> LISTING
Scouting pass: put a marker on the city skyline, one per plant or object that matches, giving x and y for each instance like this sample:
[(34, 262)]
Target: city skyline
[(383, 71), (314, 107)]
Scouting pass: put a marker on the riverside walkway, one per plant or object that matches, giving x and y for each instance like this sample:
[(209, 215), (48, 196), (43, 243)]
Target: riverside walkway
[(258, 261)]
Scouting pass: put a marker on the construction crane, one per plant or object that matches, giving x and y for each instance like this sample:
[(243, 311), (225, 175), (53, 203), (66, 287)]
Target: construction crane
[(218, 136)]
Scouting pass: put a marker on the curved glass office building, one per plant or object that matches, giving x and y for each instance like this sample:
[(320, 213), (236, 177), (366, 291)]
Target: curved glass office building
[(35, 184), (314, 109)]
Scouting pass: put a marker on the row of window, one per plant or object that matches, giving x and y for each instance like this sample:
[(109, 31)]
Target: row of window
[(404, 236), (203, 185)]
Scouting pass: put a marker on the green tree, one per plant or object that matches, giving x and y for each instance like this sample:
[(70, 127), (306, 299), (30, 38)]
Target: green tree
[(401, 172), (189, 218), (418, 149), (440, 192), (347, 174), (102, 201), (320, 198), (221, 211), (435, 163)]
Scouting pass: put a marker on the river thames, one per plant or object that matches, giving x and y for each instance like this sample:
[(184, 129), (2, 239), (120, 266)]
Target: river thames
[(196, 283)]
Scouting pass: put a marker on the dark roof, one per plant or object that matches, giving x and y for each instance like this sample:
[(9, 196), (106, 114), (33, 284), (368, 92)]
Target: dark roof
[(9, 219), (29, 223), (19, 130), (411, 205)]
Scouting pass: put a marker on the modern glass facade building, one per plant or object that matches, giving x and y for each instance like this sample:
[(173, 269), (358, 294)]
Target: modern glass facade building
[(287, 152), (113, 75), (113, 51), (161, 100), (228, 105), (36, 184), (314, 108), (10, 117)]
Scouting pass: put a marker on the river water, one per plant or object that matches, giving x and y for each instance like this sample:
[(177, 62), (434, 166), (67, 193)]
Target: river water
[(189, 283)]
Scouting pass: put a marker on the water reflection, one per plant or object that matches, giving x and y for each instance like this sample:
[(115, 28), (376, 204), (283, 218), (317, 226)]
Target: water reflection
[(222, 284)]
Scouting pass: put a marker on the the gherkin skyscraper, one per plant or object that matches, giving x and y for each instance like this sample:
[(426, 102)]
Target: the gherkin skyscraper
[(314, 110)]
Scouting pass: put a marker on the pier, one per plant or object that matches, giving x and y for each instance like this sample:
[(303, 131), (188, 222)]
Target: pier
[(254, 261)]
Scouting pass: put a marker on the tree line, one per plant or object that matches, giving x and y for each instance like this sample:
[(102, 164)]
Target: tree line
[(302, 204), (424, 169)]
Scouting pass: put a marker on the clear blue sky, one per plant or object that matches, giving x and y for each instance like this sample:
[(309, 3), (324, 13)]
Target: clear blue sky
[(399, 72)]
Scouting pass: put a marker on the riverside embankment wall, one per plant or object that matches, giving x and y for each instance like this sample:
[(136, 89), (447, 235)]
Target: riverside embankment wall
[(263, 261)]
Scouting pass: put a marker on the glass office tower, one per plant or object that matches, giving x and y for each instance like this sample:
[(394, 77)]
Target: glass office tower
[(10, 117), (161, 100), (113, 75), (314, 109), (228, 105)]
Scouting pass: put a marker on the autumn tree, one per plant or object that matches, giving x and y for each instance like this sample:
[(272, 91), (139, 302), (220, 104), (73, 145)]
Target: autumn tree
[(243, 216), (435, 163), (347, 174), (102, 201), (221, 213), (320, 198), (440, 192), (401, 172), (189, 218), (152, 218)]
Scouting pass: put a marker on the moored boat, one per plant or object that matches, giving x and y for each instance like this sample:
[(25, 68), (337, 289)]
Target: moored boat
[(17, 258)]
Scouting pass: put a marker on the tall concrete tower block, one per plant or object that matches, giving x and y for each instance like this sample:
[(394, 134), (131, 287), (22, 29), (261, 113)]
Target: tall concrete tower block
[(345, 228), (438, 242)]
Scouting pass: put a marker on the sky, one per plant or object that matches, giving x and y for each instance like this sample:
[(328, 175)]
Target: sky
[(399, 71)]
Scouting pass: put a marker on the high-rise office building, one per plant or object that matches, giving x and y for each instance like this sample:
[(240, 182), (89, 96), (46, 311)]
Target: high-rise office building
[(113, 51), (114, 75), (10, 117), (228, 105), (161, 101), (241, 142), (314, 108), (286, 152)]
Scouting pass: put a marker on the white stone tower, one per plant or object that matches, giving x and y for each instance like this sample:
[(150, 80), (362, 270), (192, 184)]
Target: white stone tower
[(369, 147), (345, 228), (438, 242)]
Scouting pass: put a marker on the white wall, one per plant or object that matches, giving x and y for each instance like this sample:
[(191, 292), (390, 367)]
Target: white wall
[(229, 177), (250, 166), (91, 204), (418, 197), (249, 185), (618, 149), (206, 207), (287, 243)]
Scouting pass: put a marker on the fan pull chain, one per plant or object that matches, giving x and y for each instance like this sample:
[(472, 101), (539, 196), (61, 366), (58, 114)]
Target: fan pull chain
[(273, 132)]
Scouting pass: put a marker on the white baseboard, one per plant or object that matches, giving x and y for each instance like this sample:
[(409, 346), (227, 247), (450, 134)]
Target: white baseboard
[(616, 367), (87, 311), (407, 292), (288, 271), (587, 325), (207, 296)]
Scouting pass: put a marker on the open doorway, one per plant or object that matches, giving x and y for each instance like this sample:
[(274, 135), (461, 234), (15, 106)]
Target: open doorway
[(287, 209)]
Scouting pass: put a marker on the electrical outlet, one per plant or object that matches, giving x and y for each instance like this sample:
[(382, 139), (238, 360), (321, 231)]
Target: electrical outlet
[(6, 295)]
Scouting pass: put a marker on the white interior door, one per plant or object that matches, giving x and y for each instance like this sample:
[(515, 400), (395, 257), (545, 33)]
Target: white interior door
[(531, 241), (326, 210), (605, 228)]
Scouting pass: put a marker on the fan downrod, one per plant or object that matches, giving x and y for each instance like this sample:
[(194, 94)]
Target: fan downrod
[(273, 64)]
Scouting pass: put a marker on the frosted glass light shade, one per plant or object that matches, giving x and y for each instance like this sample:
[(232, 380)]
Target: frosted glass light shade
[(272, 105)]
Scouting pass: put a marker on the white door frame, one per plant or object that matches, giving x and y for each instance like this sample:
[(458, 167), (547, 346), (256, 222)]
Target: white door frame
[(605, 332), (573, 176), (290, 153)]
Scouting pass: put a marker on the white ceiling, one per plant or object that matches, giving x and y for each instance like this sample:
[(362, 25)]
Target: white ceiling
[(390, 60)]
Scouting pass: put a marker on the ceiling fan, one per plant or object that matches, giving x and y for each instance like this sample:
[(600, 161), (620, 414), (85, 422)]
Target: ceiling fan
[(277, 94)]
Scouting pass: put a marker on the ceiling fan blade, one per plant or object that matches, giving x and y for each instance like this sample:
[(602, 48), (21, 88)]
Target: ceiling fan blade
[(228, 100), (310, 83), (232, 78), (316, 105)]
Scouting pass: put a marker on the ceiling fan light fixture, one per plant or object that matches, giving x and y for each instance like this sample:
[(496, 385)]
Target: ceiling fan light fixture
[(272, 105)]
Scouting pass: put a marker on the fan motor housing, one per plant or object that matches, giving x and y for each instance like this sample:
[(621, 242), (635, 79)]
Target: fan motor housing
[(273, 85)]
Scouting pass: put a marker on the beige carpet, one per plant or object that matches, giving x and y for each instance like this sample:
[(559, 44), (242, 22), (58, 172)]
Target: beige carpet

> WHAT YOU SHOULD DO
Could you reproduce every record above exactly as it appears?

> FINISHED ANSWER
Scouting pass: put a marker on the city skyline, one per plant or object that matches, giving x and y for each instance like this sample:
[(34, 262)]
Target: city skyline
[(383, 71), (314, 107)]
Scouting pass: put a marker on the riverside walkway, one per plant or object that matches, giving x and y for each instance like this sample:
[(209, 215), (48, 196), (43, 243)]
Target: riverside walkway
[(258, 261)]
Scouting pass: put a marker on the construction crane, one per plant or object that matches, giving x and y for each instance like this sample:
[(243, 311), (225, 175), (53, 203), (66, 287)]
Target: construction crane
[(218, 136)]
Scouting pass: put a marker on the curved glass office building, one per plant or object that matches, giving x and y for each instance like this sample:
[(320, 213), (236, 177), (366, 291)]
Target: curved glass office building
[(35, 184), (314, 109)]
Scouting pass: put a marker on the row of window, one per plant or object that matches, giving x and y for each instance like this sample:
[(109, 31)]
Target: row of window
[(404, 236), (203, 185)]
Scouting pass: put a marker on the green tree, one per plant or object that matches, giving x and y for each instance like this sample:
[(70, 127), (306, 299), (30, 38)]
Target: green tree
[(401, 172), (189, 218), (418, 149), (440, 192), (347, 174), (102, 201), (320, 198), (221, 211), (435, 163)]
Scouting pass: put a marker on the river thames, one per plant or object that matches, giving x and y for each instance like this sample:
[(184, 129), (2, 239), (120, 266)]
Target: river thames
[(196, 283)]
Scouting pass: put a marker on the dark roof, one per plant or object that matches, giving x and y for each instance like this sample:
[(9, 196), (106, 114), (33, 284), (368, 92)]
Target: dark roof
[(9, 219), (29, 223), (19, 130), (411, 205)]
Scouting pass: put a marker on the modern glass facade building, one per plant or object that matches, giving x and y for each instance like this sample:
[(173, 269), (358, 294)]
Target: modern glass facade building
[(287, 152), (113, 75), (113, 51), (161, 100), (228, 105), (36, 184), (314, 108), (10, 117)]
Scouting pass: put a marker on the river water, one per plant or object that matches, giving x and y for each instance like this sample:
[(177, 62), (434, 166), (67, 193)]
Target: river water
[(189, 283)]
Scouting pass: put a marker on the water reflection, one per plant or object that matches, giving x and y for each instance like this sample:
[(115, 28), (376, 204), (283, 218), (317, 226)]
Target: water reflection
[(222, 284)]
Scouting pass: put a marker on the the gherkin skyscraper, one per plant or object that matches, giving x and y for each instance like this sample:
[(426, 102)]
Target: the gherkin skyscraper
[(314, 110)]
Scouting pass: put a marker on the pier, one per plant or object that matches, giving x and y for each instance like this sample:
[(303, 131), (188, 222)]
Target: pier
[(254, 261)]
Scouting pass: put a marker on the tree line, one per plant or object that matches, giving x and y for each instance like this sample:
[(102, 164)]
Target: tree line
[(302, 204), (424, 169)]
Scouting pass: put a marker on the clear blue sky, one per plant or object that matches, giving x and y for each instance like this sample:
[(309, 3), (324, 13)]
Target: clear blue sky
[(399, 72)]
Scouting pass: put a marker on the riverside embankment wall, one per plant or object that matches, giving x and y for each instance like this sample:
[(136, 89), (447, 235)]
Target: riverside embankment wall
[(263, 261)]
Scouting pass: put a marker on the glass office tower, one per plant or object that matches, giving x and y for each instance like this sample:
[(394, 77)]
Target: glass office tower
[(10, 117), (161, 100), (113, 75), (314, 109), (228, 105)]
Scouting pass: put a marker on the autumn tree, one per plant or object that matches, giving x and y for each instance like this sample:
[(272, 91), (139, 302), (220, 104), (73, 145)]
Target: autumn tree
[(243, 216), (435, 163), (347, 174), (102, 201), (221, 213), (320, 198), (440, 192), (401, 172), (189, 218), (152, 218)]
Scouting pass: put a marker on the moored boat, one per plant or object that matches, giving x and y for each instance like this sample:
[(25, 68), (337, 289)]
Target: moored boat
[(17, 258)]
Scouting pass: put a marker on the tall concrete tower block, one per plant or object that matches, giving x and y for each instance like this sample:
[(394, 134), (131, 287), (22, 29), (261, 113)]
Target: tall concrete tower block
[(345, 228), (438, 242)]
Scouting pass: put a marker on the sky, one per plant or object that matches, giving x and y for each instance like this sample:
[(328, 175)]
Target: sky
[(399, 71)]
Scouting pass: put a marker on the high-rise office building, one per plant or object that matches, giving x and y for each instance like this sample:
[(240, 182), (89, 96), (46, 311)]
Target: high-rise office building
[(113, 51), (114, 75), (10, 117), (228, 105), (161, 101), (241, 142), (314, 108), (286, 152)]
Scouting pass: put a marker on the white stone tower, one per plant or object that matches, giving x and y for each instance like this sample:
[(150, 80), (362, 270), (192, 184)]
Target: white stone tower
[(369, 147), (345, 228), (438, 242)]
Scouting pass: put a marker on the white wall, one per plant or object that matches, giving x and y for each instance like this sample:
[(191, 292), (390, 367)]
Target: white wall
[(229, 177), (250, 166), (91, 204), (418, 197), (249, 185), (618, 149), (206, 207), (287, 243)]
Scouting pass: put a marker on the fan pull chain, one per plant or object that matches, giving x and y for each instance like this sample:
[(472, 101), (539, 196), (61, 366), (58, 114)]
Target: fan pull chain
[(273, 132)]
Scouting pass: put a marker on the white baseboard, one per plant or object that matches, giving x and y for each instance like this sample:
[(409, 346), (227, 247), (450, 134)]
Target: white baseboard
[(616, 367), (87, 311), (407, 292), (288, 271), (587, 325), (207, 296)]
Scouting pass: put a marker on the open doorway, one per plant or object that matches, giving x and y for each instance like this sample:
[(274, 135), (461, 234), (15, 106)]
Target: open doorway
[(287, 209)]
Scouting pass: put a marker on the electrical outlet, one per plant or object that matches, giving x and y for each instance like this sample:
[(382, 139), (238, 360), (321, 231)]
Target: electrical outlet
[(6, 295)]
Scouting pass: put a marker on the white interior door, one per plant or object that matches, giving x and y for each instance like this sample:
[(515, 400), (395, 257), (545, 33)]
Target: white interior door
[(531, 241), (326, 210), (605, 228)]
Scouting pass: put a marker on the fan downrod, one per plant or object that matches, giving x and y for each instance like this sample:
[(194, 94)]
Target: fan downrod
[(273, 64)]
Scouting pass: put a marker on the frosted glass light shade, one per plant or object that matches, giving x and y for each instance like this sample:
[(232, 380)]
Target: frosted glass light shade
[(272, 105)]
Scouting pass: put a marker on the white door frame, one per plant or object that matches, giving x and y for each instance like this sample:
[(458, 167), (547, 346), (256, 222)]
Target: white door frame
[(605, 332), (573, 176), (290, 153)]
Scouting pass: put a marker on the white ceiling, one per plant or object that matches, giving x and y for each instance like this sample:
[(362, 25)]
Target: white ceiling
[(390, 60)]
Scouting pass: put a marker on the ceiling fan, one per plant or object that matches, giving x and y for each instance like this sample:
[(600, 161), (620, 414), (85, 422)]
Target: ceiling fan
[(277, 94)]
Scouting pass: put a marker on the ceiling fan blade, one per plant or object that matches, giving x and y for each instance like this sample:
[(602, 48), (21, 88)]
Target: ceiling fan blade
[(228, 100), (310, 83), (232, 78), (316, 105)]
Scouting pass: put a marker on the ceiling fan light fixture, one per plant or object that matches, giving x and y for each instance like this sample:
[(496, 385)]
Target: ceiling fan light fixture
[(272, 105)]
Scouting pass: put a marker on the fan motor housing, one per plant or object that matches, giving x and y for each instance like this sample:
[(621, 242), (635, 79)]
Target: fan motor housing
[(273, 85)]
Scouting pass: put a marker on the beige carpet, one per plant or object that matches, giving x and y for each instance like this sample:
[(559, 44), (242, 22), (58, 172)]
Target: beige carpet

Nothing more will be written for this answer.